Data section:
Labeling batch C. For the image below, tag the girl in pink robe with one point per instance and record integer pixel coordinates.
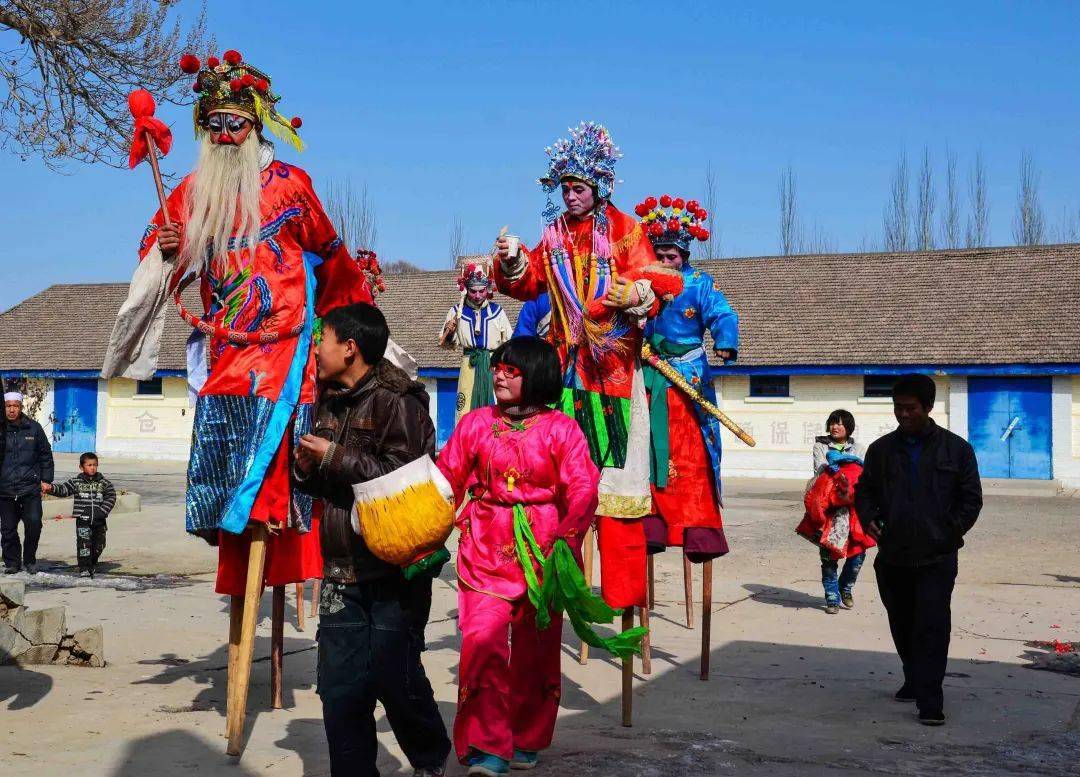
(518, 452)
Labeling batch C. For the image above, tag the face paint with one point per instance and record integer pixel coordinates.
(228, 129)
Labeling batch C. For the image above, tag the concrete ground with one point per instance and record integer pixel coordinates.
(793, 691)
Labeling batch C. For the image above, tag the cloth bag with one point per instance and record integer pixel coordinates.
(406, 516)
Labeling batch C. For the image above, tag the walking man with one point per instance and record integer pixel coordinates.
(918, 495)
(26, 466)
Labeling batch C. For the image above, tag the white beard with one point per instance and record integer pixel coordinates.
(223, 201)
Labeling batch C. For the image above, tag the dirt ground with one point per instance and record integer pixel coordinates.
(793, 691)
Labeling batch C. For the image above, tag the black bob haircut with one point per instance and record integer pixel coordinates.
(841, 416)
(921, 387)
(542, 377)
(365, 325)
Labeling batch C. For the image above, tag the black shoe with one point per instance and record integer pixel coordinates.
(932, 718)
(905, 695)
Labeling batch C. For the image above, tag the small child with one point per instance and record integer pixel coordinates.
(94, 499)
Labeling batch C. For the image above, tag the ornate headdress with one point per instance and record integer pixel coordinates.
(234, 86)
(589, 155)
(673, 220)
(474, 277)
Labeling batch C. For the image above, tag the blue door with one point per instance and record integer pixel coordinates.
(75, 416)
(447, 407)
(1009, 425)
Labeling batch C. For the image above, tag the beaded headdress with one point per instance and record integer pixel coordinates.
(673, 220)
(235, 86)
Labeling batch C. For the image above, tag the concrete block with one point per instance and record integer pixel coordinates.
(12, 643)
(90, 642)
(37, 654)
(13, 592)
(44, 627)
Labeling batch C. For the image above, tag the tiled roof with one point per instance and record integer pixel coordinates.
(976, 306)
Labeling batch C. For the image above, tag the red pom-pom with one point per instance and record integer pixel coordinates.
(189, 64)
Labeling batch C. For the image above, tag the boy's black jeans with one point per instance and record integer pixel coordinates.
(370, 635)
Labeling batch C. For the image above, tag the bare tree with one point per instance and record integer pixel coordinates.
(353, 214)
(457, 241)
(710, 249)
(925, 205)
(895, 222)
(950, 214)
(1028, 223)
(69, 74)
(788, 212)
(979, 220)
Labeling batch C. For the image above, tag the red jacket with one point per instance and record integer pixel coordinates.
(831, 520)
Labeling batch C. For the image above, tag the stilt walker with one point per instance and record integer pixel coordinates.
(253, 233)
(685, 468)
(601, 275)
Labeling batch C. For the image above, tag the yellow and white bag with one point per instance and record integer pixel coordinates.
(406, 516)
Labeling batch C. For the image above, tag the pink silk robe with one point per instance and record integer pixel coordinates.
(552, 476)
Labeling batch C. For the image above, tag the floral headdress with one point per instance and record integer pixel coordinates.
(589, 156)
(234, 86)
(673, 220)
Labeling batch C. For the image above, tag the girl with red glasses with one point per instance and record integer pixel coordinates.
(520, 460)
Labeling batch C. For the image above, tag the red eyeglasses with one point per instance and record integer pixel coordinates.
(509, 370)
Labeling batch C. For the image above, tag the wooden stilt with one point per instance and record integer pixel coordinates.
(628, 674)
(652, 583)
(688, 587)
(242, 675)
(706, 616)
(588, 561)
(646, 643)
(277, 645)
(316, 592)
(235, 618)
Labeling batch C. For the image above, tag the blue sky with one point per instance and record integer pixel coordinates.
(443, 109)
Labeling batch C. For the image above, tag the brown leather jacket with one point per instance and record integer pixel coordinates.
(379, 425)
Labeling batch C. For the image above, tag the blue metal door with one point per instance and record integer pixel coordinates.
(75, 416)
(446, 403)
(1009, 425)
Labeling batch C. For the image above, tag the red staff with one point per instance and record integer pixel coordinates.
(150, 135)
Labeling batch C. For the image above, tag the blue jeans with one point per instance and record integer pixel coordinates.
(845, 581)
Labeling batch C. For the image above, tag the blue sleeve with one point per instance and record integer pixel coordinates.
(723, 322)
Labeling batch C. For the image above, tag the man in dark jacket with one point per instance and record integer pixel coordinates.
(918, 495)
(370, 419)
(26, 466)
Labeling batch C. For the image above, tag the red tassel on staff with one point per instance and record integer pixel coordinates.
(150, 135)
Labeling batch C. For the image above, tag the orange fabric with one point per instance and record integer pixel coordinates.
(689, 498)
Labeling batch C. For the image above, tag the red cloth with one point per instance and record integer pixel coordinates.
(689, 498)
(828, 493)
(509, 680)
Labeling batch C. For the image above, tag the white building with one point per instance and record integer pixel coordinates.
(997, 329)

Work to be completed: Reproduce all of the material above word for word. Omit the pictures.

Finished exercise:
Labeling batch C. For the image below, tag the girl in pink robe with one point per instance and record integer pixel coordinates.
(518, 452)
Labeling batch C. For the image above, tag the face paint with one point per instance and record integer pixel coordinates.
(228, 129)
Labeling batch C. For the image above, tag the concrete ground with one point per instance and record integer pixel coordinates.
(793, 691)
Labeling batch C. For the image above, tag the cloth bag with one point per instance and record integer pixel coordinates.
(406, 516)
Labeling batch C. For the image above, tag the walking man with one point per instance and record integer pixel coordinates.
(918, 495)
(26, 466)
Labeling batch C. For the image above, tag the white beard with one point per instance and record integer pixel coordinates.
(223, 201)
Labeling batch C. For the image above, tag the dirt ground with one point per instance and record integer pixel coordinates.
(793, 691)
Labeling batch C. For the image above, tag the black bob haircut with one point per instance and record integer pixel coordinates.
(841, 416)
(921, 387)
(542, 377)
(365, 325)
Labeling batch C. For the image above, tag the black shoe with one point per instance and record integer pixel coordinates.
(932, 718)
(905, 695)
Labeling batch C. For the image above, tag the small child with one point per instance and record integer pixel coordinates.
(94, 499)
Labeling batch C. For the image above, tag the ornate headdress with one point per instance and record integer pixel coordinates.
(234, 86)
(589, 155)
(673, 220)
(474, 277)
Labeling batch C. For the image above, tag the blue door with one point per instance and record integer pixel coordinates.
(75, 416)
(447, 407)
(1009, 425)
Labeling batch C. For the image above, tag the beaded headdress with one point per instance and record integer pixel coordinates.
(673, 220)
(235, 86)
Labeling batch C. For the image above, tag the concrete block with one point per instance and record integer pixel coordinates.
(12, 643)
(90, 642)
(37, 654)
(13, 592)
(44, 627)
Labeling batch C. For the image above, tag the tiled roof with one point per instance and record integer pixel coordinates.
(976, 306)
Labeling batch C. For the image above, tag the red pom-pom with one point per instance and record integer pixel coordinates.
(189, 64)
Labeling batch C. For the image above, tag the boy's black jeans with one point per instance and record integer pixel coordinates.
(370, 635)
Labeling batch C. For the image above, tag the bare tree with one point per instance and record integer pixel coordinates.
(353, 214)
(457, 241)
(710, 249)
(925, 205)
(895, 222)
(950, 214)
(1028, 223)
(69, 74)
(788, 212)
(979, 220)
Labeling batch C. For the image above, tag the red jacket with one point per instance and record integer pixel coordinates.
(831, 520)
Labeling batch C. For the image above, tag the stilt walker with one point per instance and record integer pixel coordinates.
(253, 233)
(685, 468)
(601, 275)
Labeling batch C. For the image above, tag the yellow and white bag with one point per instance and record integer pixel coordinates.
(406, 516)
Labeling batch C. For the image above, tag the pink silk robe with one point per instance and record integer pixel coordinates.
(552, 476)
Labeling batch C. For the image above, tag the floral headdress with one point per instance and record integer pixel coordinates.
(589, 156)
(234, 86)
(673, 220)
Labeling batch C. For the image above, tag the girl with red glasses with one point per instance and record integer pixel coordinates.
(520, 460)
Labeling batch C. For the image above, tag the red eyeglasses with one point per instance and record integer pixel coordinates.
(509, 370)
Labeling batch C. For the image above, tag the wooden stilt with one point per instance and record integer pixel coordinates.
(628, 674)
(652, 583)
(688, 587)
(242, 675)
(706, 616)
(588, 561)
(646, 643)
(277, 645)
(316, 592)
(235, 618)
Labeling batch C. For the image above, tag the blue sky with one point per instance and record integer pixel coordinates.
(443, 109)
Labeling batch C. For the image above, tag the brown leather jacket with one point per instance and record integer pixel coordinates.
(379, 425)
Labeling batch C. For the image above, tag the blue metal door with one point per instance and record integer pixel coordinates.
(75, 416)
(446, 403)
(1009, 425)
Labeling batch C. For the image above, tag the red staff with one point per instance and record integer pixel coordinates.
(150, 135)
Labeling batch C. For the image above, tag the blue jeans with one point per instance and record integer pixel coordinates.
(845, 581)
Labeling batch C. For the image above, tag the blue sleeve with one point per instance and record integer pixel coordinates.
(723, 322)
Labeling batch C. For the image above, tag the man in dark jacket with one point per instance and record integer pixel coordinates.
(918, 495)
(370, 419)
(26, 466)
Labeling batch C. For the image above, tag the red tassel on staff with one point per instance and record integer pixel coordinates.
(150, 135)
Labeling batch C. For the image above, tag the orange fabric with one point per instance and record integer pixel coordinates.
(689, 498)
Labeling batch C. For the image above, tag the red cloth with one point per instance and record integer pixel coordinates.
(689, 498)
(828, 493)
(509, 680)
Labeling batch C. For the image above, tag the white building with one point per instance and record integer pixel coordinates.
(997, 329)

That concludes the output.